- **SOURCE**
# Scott Addict R1 2011 finish



## renedelbarco (Mar 28, 2010)

Any opinions on the Scott Addict R1 2011 matte finish?


----------



## renedelbarco (Mar 28, 2010)

*Addict R1 2011*

I posted this just to find out if someone liked or disliked the matte finish. I have not looked at one and was interested in purchasing one online.


----------



## renedelbarco (Mar 28, 2010)

*If anyone is interested I found this in WW blog*

Hi All, 

Obviously I now have a matt carbon Addict rather than the SL with gloss laminate finish. My question to you wise guys is basically...

1) Have tried using conventional citrus cleaner seems to leave streaks...

2) When I used gt85 to clean the rear cassette without taking the rear wheel out I wiped the area it splashes on as I have done of both the old CR1 Limited & The previous Addict SL... Wiping it has left the area without the matt finish - seems to have polished it! I don't want this...

SO does anyone have any recommendations on care for this matt carbon - like the Cervelo r5ca, Felt AR1 etc I don't want to ruin the matt finish but I seem to have started to already...

Martin


----------



## Wallstreet (Aug 24, 2011)

I read some use furniture polish - don't use anything strong.


----------



## oldcrank (Nov 7, 2009)

- **TO-DO LIST**
a: Reproduce the part of the matte-finish thread that runs from "1) Have tried" up to and including "don't want this...", with nothing changed.
b: Carry on the forum thread about the Scott Addict matte finish from the point where it stops.

- **EXTRACTED MATERIAL**

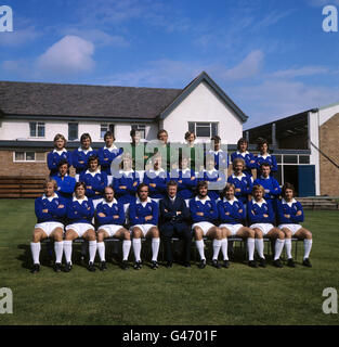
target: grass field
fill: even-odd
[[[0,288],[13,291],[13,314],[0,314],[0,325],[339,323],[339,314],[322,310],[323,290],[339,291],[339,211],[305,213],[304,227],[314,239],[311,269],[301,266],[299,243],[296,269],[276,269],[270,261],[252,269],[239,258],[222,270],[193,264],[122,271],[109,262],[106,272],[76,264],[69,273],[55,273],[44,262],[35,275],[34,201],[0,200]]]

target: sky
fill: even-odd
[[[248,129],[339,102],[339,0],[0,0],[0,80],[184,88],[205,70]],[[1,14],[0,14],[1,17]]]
==
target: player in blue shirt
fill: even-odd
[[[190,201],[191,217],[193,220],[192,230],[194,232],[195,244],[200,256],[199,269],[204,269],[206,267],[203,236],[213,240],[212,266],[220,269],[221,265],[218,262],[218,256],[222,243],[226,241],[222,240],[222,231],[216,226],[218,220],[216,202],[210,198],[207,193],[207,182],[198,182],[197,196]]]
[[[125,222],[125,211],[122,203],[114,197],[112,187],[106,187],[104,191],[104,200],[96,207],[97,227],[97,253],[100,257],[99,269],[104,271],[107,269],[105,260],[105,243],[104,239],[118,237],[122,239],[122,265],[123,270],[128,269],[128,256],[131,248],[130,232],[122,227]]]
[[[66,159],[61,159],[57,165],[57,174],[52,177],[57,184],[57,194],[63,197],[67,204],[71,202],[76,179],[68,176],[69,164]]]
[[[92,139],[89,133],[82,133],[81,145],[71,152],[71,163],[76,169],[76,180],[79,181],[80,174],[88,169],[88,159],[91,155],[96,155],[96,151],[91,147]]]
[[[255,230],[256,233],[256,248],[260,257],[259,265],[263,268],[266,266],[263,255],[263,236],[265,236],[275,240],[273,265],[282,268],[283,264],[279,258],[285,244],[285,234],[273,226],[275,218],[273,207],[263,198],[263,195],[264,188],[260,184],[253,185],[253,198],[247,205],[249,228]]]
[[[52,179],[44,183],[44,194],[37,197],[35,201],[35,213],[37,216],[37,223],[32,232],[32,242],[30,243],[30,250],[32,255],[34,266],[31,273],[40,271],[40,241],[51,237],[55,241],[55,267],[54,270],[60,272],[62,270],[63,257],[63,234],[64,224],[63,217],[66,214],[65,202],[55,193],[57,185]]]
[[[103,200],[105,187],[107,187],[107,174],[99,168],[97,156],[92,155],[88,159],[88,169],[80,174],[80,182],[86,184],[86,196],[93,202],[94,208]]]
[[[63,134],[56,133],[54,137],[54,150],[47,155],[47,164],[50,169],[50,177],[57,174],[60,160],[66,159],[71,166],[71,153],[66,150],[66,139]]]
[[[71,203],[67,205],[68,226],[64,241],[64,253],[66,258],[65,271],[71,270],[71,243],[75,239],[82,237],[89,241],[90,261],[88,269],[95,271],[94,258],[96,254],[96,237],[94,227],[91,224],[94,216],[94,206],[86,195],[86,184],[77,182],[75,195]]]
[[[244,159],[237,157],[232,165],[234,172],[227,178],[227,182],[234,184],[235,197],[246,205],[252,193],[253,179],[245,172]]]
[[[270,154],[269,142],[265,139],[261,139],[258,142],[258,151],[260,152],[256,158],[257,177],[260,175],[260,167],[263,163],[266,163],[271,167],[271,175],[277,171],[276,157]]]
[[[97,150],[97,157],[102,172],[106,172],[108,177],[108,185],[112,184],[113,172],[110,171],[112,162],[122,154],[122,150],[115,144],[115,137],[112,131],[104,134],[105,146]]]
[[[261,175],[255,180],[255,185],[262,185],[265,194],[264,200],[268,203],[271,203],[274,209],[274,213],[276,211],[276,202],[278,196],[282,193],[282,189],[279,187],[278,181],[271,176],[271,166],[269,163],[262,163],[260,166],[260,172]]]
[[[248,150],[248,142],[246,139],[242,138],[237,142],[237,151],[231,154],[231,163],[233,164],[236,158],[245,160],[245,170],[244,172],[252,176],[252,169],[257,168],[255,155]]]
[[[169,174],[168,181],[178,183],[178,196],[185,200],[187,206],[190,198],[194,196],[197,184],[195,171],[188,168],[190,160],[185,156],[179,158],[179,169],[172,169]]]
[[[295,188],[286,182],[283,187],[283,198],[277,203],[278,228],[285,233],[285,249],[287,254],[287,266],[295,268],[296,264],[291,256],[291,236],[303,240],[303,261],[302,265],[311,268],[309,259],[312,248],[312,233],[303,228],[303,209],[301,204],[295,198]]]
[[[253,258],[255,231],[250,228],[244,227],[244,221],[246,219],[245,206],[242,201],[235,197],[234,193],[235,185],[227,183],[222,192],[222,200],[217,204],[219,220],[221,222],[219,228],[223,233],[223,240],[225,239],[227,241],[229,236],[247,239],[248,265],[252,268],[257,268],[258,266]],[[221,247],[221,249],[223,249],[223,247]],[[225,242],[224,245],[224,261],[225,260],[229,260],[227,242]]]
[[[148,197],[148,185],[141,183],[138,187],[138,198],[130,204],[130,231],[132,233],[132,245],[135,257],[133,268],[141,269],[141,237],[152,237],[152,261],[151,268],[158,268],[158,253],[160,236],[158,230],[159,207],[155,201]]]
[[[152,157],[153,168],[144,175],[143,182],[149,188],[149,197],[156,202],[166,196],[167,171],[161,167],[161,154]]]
--
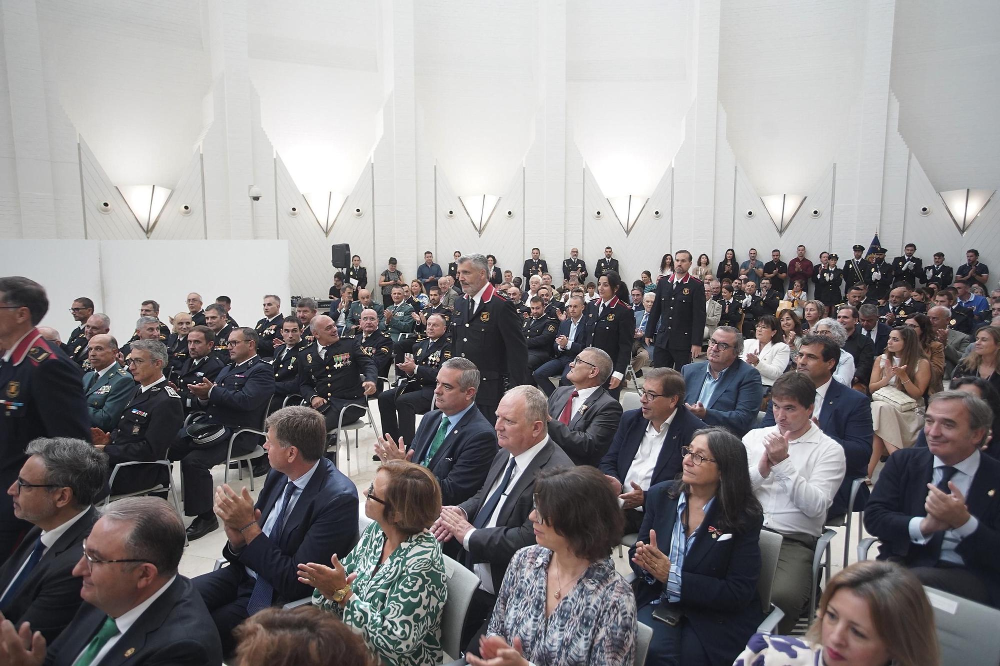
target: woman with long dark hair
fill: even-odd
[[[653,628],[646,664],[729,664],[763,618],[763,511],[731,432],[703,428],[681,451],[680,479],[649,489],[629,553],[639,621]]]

- **SET OF ANSWERS**
a:
1) Have tried using conventional citrus cleaner seems to leave streaks...

2) When I used gt85 to clean the rear cassette without taking the rear wheel out I wiped the area it splashes on as I have done of both the old CR1 Limited & The previous Addict SL... Wiping it has left the area without the matt finish - seems to have polished it! I don't want this...

b:
renedelbarco said:


> SO does anyone have any recommendations on care for this matt carbon - like the Cervelo r5ca, Felt AR1 etc I don't want to ruin the matt finish but I seem to have started to already...
> 
> Martin


PLEDGE, will give it the EDGE


----------



## 007david (Dec 24, 2007)

I just use bike lust on my R1. That and I tend to let it stay dirty. Most of my riding involves dirt or gravel roads, it's been so dry here in Texas the dust is close enough to the same color.


----------



## jvana95 (May 3, 2007)

I have the 2011 Addict R1 and I just cleaned it with soap and car soap since car soap is safe on wax. Did a decent job but there were some stains I couldn't remove but who cares. The bike has alot of blemishes from the raw carbon anyway. What does the manual say? What about those bike cleaning fluids, I never tried those.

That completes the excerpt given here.